[A portion of a data file]
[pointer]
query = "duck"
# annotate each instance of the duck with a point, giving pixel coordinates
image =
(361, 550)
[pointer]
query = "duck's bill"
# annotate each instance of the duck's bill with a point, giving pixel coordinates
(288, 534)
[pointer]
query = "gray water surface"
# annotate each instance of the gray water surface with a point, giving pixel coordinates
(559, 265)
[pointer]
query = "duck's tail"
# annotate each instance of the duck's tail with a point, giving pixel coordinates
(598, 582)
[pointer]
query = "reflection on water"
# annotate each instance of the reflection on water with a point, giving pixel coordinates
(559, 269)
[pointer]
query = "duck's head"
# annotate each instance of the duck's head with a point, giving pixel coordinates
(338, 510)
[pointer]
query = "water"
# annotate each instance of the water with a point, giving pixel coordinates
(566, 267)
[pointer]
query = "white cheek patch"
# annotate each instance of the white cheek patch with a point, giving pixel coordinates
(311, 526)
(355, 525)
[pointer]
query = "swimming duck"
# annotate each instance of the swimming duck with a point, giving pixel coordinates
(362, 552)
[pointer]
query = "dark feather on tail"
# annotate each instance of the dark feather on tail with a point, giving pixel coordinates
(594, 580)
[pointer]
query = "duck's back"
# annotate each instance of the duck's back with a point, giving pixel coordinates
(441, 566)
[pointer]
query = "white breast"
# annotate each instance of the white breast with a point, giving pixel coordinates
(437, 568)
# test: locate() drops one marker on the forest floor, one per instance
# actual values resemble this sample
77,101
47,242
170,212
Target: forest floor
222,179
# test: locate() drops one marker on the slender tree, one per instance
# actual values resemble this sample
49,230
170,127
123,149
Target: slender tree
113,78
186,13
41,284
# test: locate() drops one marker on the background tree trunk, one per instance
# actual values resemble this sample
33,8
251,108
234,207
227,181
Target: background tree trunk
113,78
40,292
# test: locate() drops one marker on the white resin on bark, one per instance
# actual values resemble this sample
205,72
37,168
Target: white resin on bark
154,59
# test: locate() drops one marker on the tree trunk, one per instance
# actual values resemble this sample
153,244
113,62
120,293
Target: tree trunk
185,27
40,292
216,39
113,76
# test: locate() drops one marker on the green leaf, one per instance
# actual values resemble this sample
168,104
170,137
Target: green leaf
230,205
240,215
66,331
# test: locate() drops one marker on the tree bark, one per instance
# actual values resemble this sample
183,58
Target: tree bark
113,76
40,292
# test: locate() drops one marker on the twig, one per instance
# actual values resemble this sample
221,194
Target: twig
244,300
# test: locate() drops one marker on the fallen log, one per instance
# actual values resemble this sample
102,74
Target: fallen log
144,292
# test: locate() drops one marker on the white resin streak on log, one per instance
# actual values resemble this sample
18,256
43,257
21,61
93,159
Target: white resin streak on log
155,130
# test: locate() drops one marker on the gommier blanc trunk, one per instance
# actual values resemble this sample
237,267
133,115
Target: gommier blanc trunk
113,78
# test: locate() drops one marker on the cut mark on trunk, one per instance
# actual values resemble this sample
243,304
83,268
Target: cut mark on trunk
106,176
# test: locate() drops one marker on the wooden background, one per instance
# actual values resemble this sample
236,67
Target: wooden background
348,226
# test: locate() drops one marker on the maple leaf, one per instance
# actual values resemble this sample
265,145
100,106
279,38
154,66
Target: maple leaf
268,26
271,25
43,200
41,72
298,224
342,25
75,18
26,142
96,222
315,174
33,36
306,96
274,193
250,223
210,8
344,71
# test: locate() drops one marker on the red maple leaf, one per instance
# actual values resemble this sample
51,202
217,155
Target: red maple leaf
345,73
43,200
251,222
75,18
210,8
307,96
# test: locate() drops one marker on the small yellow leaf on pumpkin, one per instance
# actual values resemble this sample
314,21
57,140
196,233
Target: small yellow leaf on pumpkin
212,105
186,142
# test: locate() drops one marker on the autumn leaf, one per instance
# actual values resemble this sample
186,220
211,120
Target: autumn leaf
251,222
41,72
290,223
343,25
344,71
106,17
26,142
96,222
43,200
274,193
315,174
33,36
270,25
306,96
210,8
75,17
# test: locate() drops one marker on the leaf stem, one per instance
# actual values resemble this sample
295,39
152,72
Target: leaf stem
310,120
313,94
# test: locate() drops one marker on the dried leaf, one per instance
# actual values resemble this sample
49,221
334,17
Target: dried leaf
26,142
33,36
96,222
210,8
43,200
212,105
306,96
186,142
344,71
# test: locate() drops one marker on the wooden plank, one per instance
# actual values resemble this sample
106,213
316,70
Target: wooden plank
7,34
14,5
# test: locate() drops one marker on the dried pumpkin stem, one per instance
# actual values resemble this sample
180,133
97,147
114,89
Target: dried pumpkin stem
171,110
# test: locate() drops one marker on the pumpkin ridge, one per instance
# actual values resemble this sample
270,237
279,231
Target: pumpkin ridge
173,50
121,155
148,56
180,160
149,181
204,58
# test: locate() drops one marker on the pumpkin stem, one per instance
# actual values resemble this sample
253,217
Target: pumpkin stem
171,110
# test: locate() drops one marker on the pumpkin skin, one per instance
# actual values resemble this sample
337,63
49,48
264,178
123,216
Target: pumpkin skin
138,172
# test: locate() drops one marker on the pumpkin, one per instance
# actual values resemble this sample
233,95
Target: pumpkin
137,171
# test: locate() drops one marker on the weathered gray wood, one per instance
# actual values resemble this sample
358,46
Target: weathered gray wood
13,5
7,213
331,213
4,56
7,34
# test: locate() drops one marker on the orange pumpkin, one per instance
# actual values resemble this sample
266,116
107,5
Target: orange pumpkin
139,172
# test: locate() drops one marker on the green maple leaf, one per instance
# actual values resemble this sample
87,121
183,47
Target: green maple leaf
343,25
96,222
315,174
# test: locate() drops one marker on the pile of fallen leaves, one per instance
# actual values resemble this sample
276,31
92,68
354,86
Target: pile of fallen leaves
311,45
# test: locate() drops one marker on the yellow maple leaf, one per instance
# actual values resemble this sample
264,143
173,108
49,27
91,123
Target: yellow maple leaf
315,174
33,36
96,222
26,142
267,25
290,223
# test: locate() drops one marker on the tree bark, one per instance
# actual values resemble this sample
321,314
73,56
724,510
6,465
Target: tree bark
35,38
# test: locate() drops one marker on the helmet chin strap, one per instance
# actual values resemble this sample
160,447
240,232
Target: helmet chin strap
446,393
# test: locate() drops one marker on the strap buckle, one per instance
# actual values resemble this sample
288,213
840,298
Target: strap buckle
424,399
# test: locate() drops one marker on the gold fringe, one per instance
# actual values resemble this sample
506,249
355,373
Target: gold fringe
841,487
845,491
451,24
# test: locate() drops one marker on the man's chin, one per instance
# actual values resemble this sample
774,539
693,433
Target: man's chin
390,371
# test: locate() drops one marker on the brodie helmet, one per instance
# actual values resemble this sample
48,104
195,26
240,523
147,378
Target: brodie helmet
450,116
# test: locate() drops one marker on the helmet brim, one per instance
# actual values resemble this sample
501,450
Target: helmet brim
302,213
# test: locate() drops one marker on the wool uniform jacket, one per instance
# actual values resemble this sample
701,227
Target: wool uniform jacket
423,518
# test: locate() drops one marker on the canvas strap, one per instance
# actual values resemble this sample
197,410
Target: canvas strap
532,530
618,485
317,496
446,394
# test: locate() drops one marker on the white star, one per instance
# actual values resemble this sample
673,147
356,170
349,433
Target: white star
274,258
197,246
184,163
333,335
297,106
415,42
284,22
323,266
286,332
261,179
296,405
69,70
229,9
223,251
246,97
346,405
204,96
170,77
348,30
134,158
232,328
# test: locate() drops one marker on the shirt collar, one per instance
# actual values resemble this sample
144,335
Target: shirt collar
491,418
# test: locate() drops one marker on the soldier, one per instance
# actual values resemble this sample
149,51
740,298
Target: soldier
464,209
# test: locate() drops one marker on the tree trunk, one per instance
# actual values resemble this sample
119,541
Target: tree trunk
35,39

> **What the task requires**:
Please write out every line again from the line with "# test: locate() drops one marker on the canvas" through the end of the items, including the request lines, and add 94 to every number in the answer coordinates. Keep the request lines and their sample values unchanged.

> **Written solution**:
# test: locate() drops one marker on the canvas strap, one per instance
# actual values resemble this sample
197,410
Target: canvas strap
626,624
712,579
411,590
540,488
# test: locate() drops one marker on the white star, one per instance
# actual values resemble this sample
673,147
356,170
349,433
Target: white star
368,352
291,340
278,257
427,429
391,200
509,136
378,116
417,360
380,426
355,273
390,499
163,164
323,103
317,345
340,191
440,499
298,190
264,171
442,124
228,252
326,422
# test: locate() drops one marker on the shirt collar, one per instance
# actual values resemble this sample
144,335
Target: shirt collar
585,512
# test: locate() drops one marker on the soldier, one per instance
# actual values resemble this sample
149,51
740,298
Target: soldier
558,303
# test: locate() drops one marker on the tree trunk, one per instance
# actual values resemble this sample
119,541
Target: tree trunk
129,133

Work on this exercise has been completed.